## STATED TASK
Lay out the listing from the line with "Spot the camera" up to and including the line with "(1246, 694)" as a two-column CSV headed instruction and coordinates. Give one row for each line that asks for points, pairing its text with the answer beneath it, each in a single quoted field with line breaks replaced by spaces.

====== RECORD SET

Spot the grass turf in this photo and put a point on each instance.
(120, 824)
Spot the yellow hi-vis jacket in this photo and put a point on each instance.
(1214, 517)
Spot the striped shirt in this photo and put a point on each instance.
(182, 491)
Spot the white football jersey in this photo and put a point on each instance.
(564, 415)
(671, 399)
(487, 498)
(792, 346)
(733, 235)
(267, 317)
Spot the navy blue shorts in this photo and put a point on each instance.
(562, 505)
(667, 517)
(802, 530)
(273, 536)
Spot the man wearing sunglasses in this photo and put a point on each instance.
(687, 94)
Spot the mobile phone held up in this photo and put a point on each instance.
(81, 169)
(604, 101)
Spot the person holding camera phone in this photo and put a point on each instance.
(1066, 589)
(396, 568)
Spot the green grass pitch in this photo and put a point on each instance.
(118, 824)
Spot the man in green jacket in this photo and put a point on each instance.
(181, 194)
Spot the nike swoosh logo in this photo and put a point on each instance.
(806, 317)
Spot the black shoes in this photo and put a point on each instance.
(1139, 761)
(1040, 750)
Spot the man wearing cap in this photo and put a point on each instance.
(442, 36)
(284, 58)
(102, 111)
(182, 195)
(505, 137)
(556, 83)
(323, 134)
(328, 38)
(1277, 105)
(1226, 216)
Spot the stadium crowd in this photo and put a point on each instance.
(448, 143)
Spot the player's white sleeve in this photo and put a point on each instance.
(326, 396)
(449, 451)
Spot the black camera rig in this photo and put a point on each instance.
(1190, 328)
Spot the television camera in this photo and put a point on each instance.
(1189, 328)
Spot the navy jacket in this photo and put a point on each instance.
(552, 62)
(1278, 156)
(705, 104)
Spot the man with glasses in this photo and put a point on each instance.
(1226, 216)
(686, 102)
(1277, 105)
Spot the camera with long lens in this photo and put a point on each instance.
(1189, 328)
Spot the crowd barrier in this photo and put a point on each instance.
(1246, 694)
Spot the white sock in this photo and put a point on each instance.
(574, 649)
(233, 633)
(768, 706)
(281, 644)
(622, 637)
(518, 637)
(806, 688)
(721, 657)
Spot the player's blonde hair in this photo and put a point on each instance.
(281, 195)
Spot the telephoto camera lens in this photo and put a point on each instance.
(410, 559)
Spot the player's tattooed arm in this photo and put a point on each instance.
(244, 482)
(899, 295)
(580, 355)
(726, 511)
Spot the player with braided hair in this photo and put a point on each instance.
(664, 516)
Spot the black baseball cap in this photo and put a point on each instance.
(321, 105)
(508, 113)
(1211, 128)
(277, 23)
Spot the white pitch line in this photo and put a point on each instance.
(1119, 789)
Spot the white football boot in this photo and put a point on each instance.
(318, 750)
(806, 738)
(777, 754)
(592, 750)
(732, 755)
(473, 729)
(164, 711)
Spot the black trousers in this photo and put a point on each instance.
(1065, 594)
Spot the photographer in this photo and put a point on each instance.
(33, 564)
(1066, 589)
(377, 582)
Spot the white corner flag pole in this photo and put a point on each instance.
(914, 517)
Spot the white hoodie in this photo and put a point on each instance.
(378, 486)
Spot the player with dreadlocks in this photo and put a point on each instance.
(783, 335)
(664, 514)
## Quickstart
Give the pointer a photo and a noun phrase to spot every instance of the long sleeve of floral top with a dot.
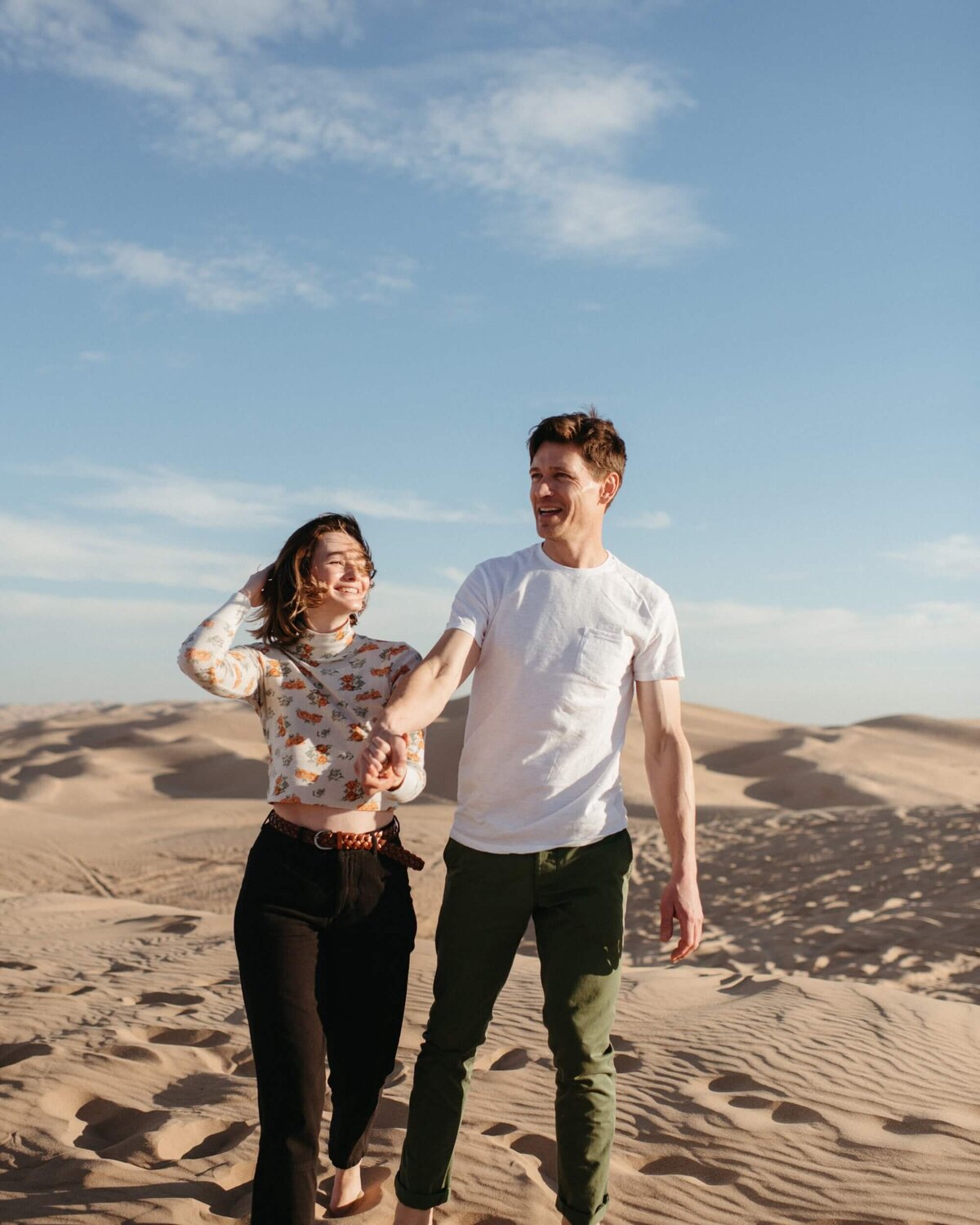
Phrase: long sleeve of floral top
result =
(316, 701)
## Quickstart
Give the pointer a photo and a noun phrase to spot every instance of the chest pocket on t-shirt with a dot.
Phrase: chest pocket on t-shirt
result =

============
====== RECORD SET

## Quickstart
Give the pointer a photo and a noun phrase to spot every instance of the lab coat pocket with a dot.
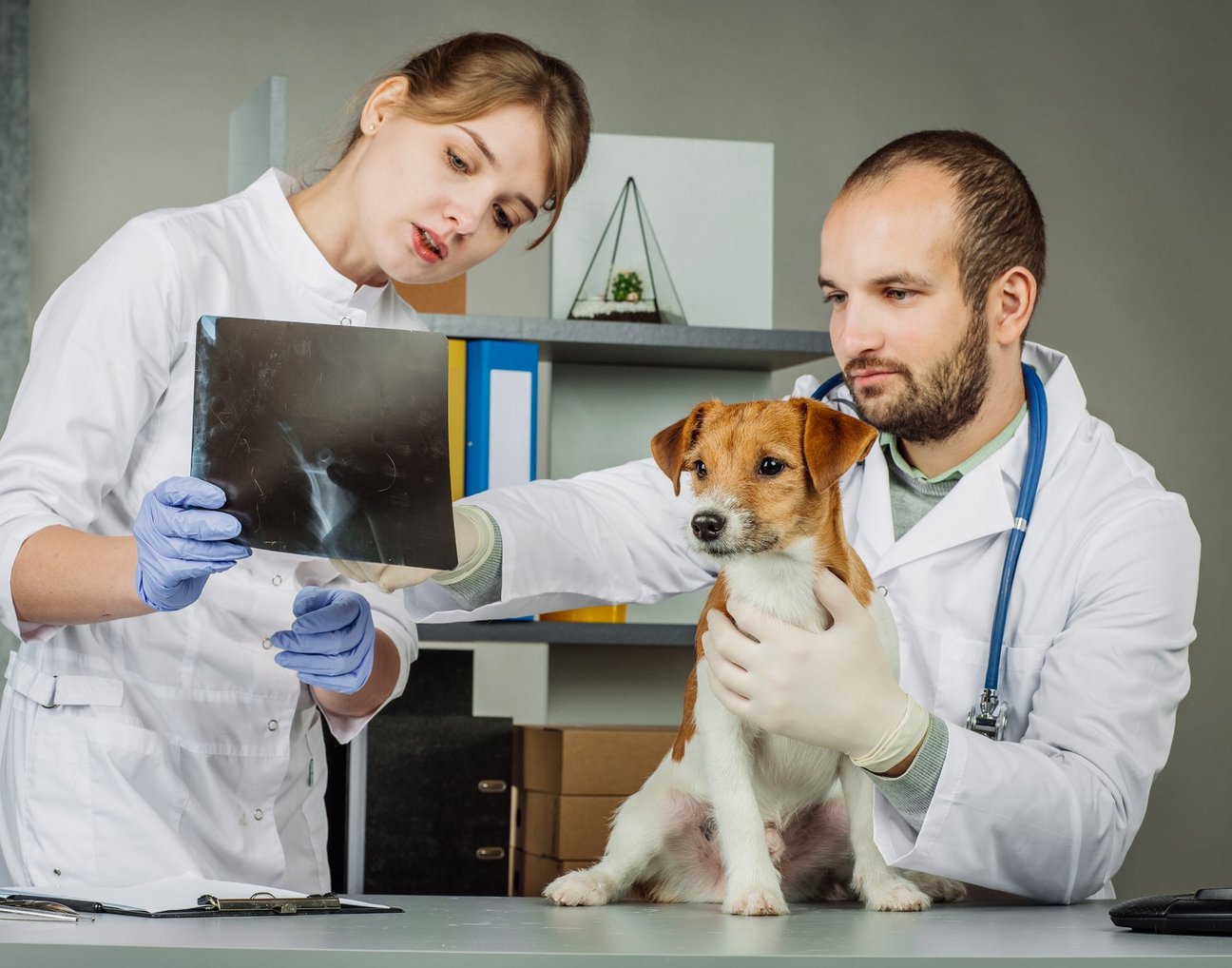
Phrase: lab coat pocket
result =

============
====== RECORD SET

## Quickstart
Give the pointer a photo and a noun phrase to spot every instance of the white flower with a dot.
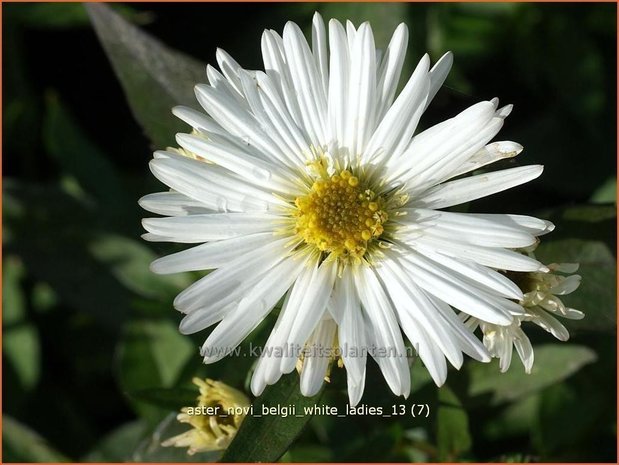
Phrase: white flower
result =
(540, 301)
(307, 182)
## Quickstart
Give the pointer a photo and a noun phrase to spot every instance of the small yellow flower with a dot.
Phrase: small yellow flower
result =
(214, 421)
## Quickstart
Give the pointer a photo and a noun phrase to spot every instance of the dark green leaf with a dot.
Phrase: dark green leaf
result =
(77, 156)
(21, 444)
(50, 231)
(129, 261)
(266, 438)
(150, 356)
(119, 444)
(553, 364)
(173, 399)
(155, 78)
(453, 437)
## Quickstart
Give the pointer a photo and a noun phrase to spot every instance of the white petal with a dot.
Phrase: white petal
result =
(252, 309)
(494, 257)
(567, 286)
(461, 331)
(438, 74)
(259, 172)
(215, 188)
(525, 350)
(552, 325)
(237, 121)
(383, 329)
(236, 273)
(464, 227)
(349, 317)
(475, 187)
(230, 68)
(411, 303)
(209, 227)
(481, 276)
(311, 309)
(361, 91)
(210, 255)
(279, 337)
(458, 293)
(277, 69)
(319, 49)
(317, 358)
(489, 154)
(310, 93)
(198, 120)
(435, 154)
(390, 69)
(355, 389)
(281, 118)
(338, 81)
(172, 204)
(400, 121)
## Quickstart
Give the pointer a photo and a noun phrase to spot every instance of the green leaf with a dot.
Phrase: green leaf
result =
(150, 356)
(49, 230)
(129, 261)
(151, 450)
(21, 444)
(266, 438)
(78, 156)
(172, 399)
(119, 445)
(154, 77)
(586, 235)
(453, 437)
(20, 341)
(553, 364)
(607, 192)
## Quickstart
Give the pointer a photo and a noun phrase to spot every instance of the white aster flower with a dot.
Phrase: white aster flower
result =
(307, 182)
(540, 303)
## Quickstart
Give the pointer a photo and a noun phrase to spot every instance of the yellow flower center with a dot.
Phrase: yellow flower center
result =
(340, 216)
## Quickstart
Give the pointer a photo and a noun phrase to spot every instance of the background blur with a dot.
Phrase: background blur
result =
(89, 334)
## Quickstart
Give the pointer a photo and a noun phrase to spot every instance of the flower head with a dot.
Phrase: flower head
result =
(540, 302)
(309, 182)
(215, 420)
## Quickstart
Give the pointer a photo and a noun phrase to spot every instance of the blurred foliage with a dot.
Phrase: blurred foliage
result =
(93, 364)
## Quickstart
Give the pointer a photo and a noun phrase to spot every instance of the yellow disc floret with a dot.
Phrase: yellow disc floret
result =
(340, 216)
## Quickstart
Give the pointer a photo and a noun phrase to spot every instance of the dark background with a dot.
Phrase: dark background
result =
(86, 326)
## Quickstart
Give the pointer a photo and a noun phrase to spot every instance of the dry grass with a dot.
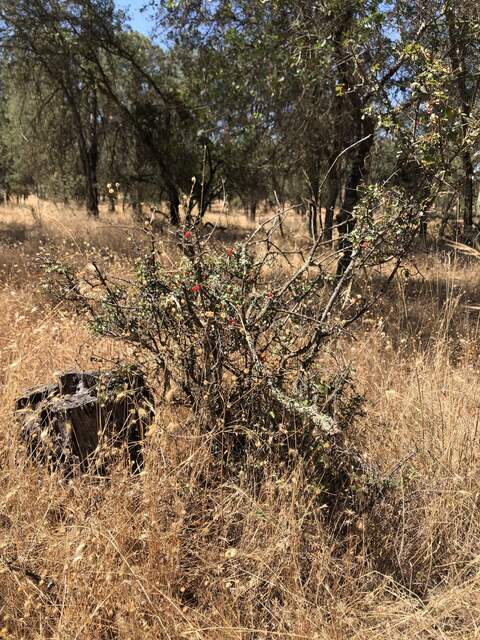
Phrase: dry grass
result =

============

## OUTPUT
instruction,coordinates
"Spot the camera with long lens in this photo and put a point on each instance.","(1189, 328)"
"Spot the crowd barrier in this photo and put a point on each instance.","(1246, 694)"